INPUT DATA:
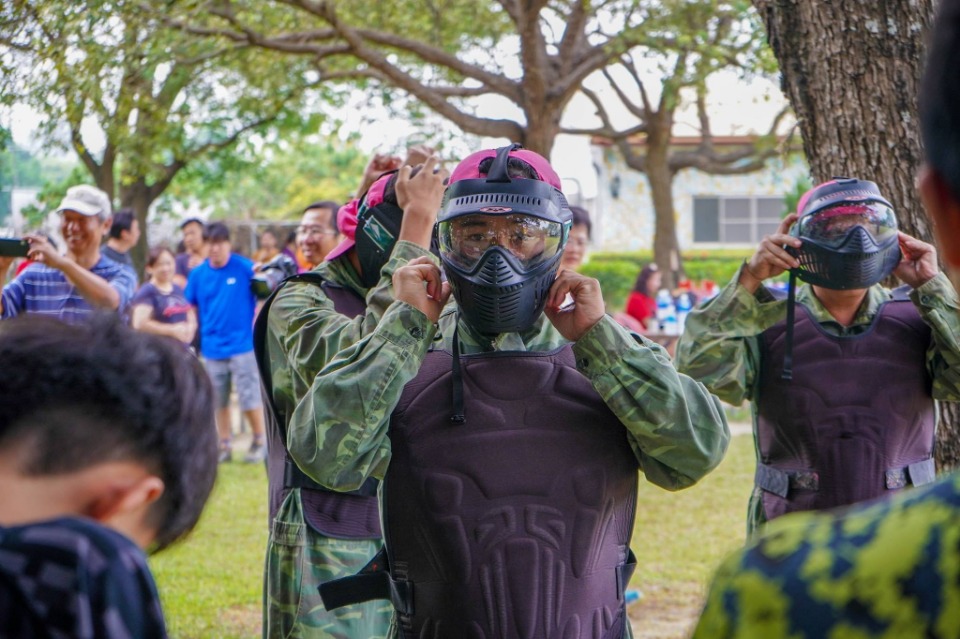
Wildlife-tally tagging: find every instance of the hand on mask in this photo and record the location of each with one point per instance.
(574, 320)
(420, 285)
(420, 197)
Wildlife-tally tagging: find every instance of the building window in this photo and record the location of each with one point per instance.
(735, 220)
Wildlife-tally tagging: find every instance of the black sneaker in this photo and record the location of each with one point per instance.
(256, 454)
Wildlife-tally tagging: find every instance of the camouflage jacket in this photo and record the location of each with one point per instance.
(883, 569)
(676, 428)
(305, 331)
(720, 344)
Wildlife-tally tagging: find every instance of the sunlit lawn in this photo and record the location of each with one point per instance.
(211, 584)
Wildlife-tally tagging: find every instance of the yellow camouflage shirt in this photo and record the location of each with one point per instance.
(338, 431)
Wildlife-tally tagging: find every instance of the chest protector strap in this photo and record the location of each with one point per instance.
(516, 523)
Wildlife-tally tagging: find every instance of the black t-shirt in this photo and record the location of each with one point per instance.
(72, 577)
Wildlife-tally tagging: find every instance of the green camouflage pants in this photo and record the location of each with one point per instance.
(298, 560)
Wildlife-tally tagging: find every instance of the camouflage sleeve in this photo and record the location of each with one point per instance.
(676, 428)
(381, 296)
(719, 346)
(306, 331)
(937, 302)
(338, 431)
(883, 569)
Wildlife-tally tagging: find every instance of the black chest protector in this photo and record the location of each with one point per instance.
(517, 523)
(353, 515)
(857, 419)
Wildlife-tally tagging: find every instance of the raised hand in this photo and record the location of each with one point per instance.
(419, 284)
(919, 263)
(771, 258)
(574, 320)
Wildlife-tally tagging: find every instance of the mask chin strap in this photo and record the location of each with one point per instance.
(791, 307)
(457, 377)
(498, 170)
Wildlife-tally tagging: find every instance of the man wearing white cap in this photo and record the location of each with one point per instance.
(73, 285)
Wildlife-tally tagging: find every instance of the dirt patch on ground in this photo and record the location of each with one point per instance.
(664, 613)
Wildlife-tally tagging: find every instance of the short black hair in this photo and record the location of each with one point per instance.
(940, 96)
(581, 216)
(192, 220)
(76, 395)
(218, 232)
(515, 168)
(122, 221)
(326, 204)
(154, 253)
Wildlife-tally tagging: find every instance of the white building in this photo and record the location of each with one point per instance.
(712, 211)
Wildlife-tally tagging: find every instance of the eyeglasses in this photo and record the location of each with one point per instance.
(314, 230)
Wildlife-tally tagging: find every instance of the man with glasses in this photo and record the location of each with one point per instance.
(317, 234)
(317, 534)
(508, 428)
(843, 390)
(71, 286)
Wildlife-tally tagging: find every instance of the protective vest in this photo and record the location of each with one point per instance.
(856, 421)
(352, 515)
(517, 522)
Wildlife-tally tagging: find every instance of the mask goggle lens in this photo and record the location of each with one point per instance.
(533, 241)
(831, 226)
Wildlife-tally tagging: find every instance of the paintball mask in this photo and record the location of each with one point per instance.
(849, 234)
(268, 278)
(501, 240)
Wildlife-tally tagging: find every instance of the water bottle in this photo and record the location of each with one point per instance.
(684, 304)
(666, 313)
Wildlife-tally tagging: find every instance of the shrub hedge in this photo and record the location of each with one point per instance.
(617, 272)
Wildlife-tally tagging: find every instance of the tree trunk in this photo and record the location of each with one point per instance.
(851, 70)
(541, 132)
(666, 248)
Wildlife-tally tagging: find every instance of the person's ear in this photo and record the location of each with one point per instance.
(123, 504)
(943, 209)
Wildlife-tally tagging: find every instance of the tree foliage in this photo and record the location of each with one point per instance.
(273, 182)
(140, 101)
(533, 54)
(695, 39)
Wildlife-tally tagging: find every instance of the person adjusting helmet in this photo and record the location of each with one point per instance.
(510, 515)
(849, 234)
(501, 238)
(824, 437)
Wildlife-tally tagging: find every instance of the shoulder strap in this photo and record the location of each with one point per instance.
(260, 331)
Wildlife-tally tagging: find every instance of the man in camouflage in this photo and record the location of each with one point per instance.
(821, 438)
(364, 411)
(886, 569)
(318, 536)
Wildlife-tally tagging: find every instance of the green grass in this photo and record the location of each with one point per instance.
(211, 583)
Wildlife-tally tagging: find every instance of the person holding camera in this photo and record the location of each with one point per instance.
(812, 365)
(70, 286)
(221, 290)
(160, 307)
(317, 534)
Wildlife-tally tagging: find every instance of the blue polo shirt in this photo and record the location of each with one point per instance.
(225, 306)
(44, 290)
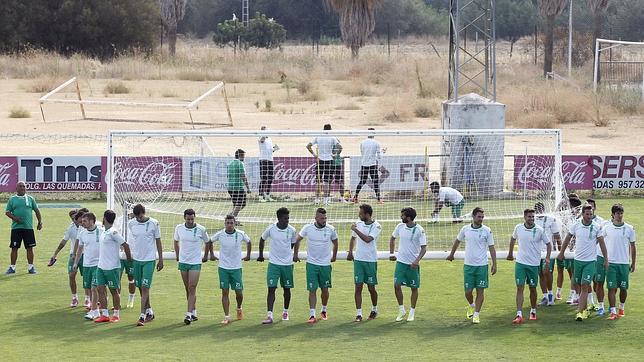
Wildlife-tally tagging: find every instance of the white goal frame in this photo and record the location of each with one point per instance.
(188, 106)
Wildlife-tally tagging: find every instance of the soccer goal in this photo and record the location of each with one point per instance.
(114, 106)
(502, 171)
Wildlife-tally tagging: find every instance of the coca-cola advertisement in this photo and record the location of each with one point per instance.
(147, 174)
(534, 172)
(8, 174)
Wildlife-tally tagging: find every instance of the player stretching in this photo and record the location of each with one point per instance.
(280, 265)
(145, 237)
(412, 248)
(109, 267)
(88, 249)
(586, 234)
(620, 240)
(230, 268)
(364, 236)
(318, 261)
(478, 240)
(531, 240)
(188, 240)
(549, 225)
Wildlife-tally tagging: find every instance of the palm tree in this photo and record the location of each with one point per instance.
(172, 12)
(550, 9)
(357, 21)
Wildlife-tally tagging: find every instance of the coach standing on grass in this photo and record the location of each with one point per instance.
(19, 209)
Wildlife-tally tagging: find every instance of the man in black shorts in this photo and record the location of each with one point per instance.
(19, 209)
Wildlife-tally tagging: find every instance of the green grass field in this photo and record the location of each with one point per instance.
(35, 322)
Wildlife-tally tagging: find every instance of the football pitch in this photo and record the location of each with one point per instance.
(36, 322)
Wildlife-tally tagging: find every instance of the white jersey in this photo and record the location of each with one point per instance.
(477, 242)
(230, 248)
(531, 242)
(265, 149)
(90, 240)
(319, 243)
(71, 235)
(110, 246)
(190, 242)
(367, 251)
(370, 152)
(282, 241)
(585, 240)
(142, 237)
(449, 195)
(325, 147)
(618, 240)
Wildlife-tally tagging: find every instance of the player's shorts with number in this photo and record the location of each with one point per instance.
(405, 275)
(230, 279)
(617, 276)
(365, 272)
(143, 271)
(281, 273)
(318, 276)
(584, 272)
(189, 267)
(526, 274)
(111, 278)
(475, 277)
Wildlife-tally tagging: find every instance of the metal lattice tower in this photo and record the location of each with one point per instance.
(472, 68)
(245, 12)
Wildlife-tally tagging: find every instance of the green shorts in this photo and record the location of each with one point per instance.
(584, 272)
(405, 275)
(617, 276)
(281, 273)
(143, 271)
(111, 278)
(89, 276)
(551, 267)
(526, 273)
(231, 279)
(318, 276)
(475, 277)
(365, 272)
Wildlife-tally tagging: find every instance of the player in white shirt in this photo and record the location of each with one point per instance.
(327, 146)
(109, 268)
(587, 234)
(620, 242)
(364, 237)
(230, 265)
(189, 237)
(144, 236)
(447, 196)
(549, 224)
(411, 249)
(266, 166)
(69, 235)
(370, 152)
(478, 240)
(531, 238)
(280, 265)
(319, 236)
(88, 249)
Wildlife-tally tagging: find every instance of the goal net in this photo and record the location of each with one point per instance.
(502, 171)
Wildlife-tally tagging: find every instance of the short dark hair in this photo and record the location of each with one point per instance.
(282, 211)
(409, 212)
(109, 216)
(367, 208)
(138, 209)
(616, 208)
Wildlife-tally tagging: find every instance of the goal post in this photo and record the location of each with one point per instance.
(170, 171)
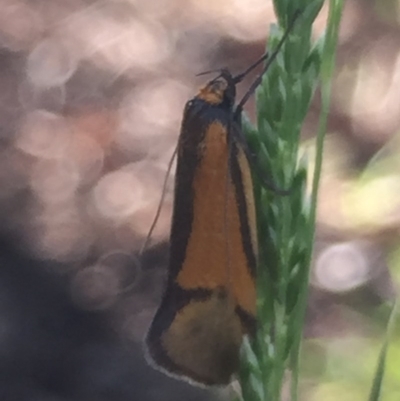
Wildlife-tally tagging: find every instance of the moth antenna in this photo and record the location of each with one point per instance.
(157, 215)
(257, 81)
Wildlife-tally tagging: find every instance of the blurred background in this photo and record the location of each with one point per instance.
(91, 99)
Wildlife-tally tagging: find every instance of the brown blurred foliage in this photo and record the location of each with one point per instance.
(91, 98)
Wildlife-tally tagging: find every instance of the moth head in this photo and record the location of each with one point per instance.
(219, 91)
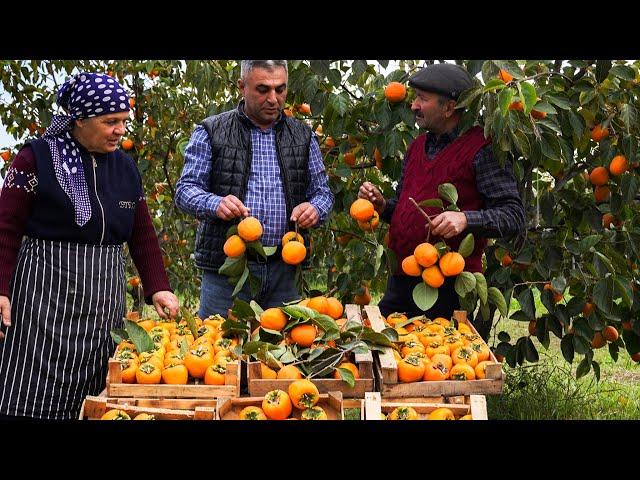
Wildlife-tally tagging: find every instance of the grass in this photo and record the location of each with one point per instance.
(548, 389)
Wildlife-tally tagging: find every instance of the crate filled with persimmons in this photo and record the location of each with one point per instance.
(301, 400)
(190, 358)
(434, 357)
(102, 407)
(316, 338)
(473, 407)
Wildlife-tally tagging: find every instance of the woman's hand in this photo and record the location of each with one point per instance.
(165, 299)
(5, 312)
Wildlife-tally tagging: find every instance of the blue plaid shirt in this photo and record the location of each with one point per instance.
(265, 196)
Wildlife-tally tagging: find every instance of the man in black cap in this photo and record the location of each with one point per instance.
(488, 197)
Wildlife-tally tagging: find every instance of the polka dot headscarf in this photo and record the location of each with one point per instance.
(85, 95)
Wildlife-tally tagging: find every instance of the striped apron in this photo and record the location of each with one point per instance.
(65, 299)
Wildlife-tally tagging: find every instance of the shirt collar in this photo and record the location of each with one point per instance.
(253, 124)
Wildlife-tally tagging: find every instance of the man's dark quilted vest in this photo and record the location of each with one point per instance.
(119, 188)
(230, 137)
(453, 164)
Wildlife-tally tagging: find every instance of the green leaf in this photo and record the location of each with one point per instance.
(465, 283)
(525, 299)
(299, 312)
(233, 267)
(268, 251)
(493, 85)
(251, 348)
(505, 97)
(187, 316)
(424, 296)
(432, 202)
(583, 368)
(566, 345)
(467, 97)
(531, 353)
(378, 338)
(481, 286)
(624, 72)
(467, 245)
(346, 375)
(242, 310)
(496, 297)
(624, 288)
(233, 230)
(530, 97)
(138, 336)
(241, 282)
(326, 323)
(378, 262)
(590, 241)
(119, 335)
(340, 103)
(605, 261)
(448, 192)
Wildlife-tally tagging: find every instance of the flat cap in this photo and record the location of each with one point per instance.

WHAT YOU HAVE TO DO: Begin with the line that contains "Wildlife-tally tagging: find every instance of the green leaf" and quote each line after it exactly, stopping after the last line of the data.

COMPLETED TASK:
Wildlife-tally tagging: find every instance of the green leaf in this photo and record the location of each with one point per instance.
(465, 283)
(525, 299)
(299, 312)
(233, 267)
(268, 251)
(493, 85)
(251, 348)
(505, 97)
(187, 316)
(424, 296)
(432, 202)
(583, 368)
(566, 345)
(467, 97)
(531, 353)
(378, 338)
(481, 286)
(624, 72)
(467, 245)
(346, 375)
(242, 310)
(496, 297)
(624, 288)
(233, 230)
(530, 97)
(138, 336)
(241, 282)
(326, 323)
(378, 262)
(590, 241)
(119, 335)
(340, 103)
(605, 261)
(448, 192)
Wildlife-tally tagging: find every instance of the flat cap in this photo and record the location of each with one point per instance.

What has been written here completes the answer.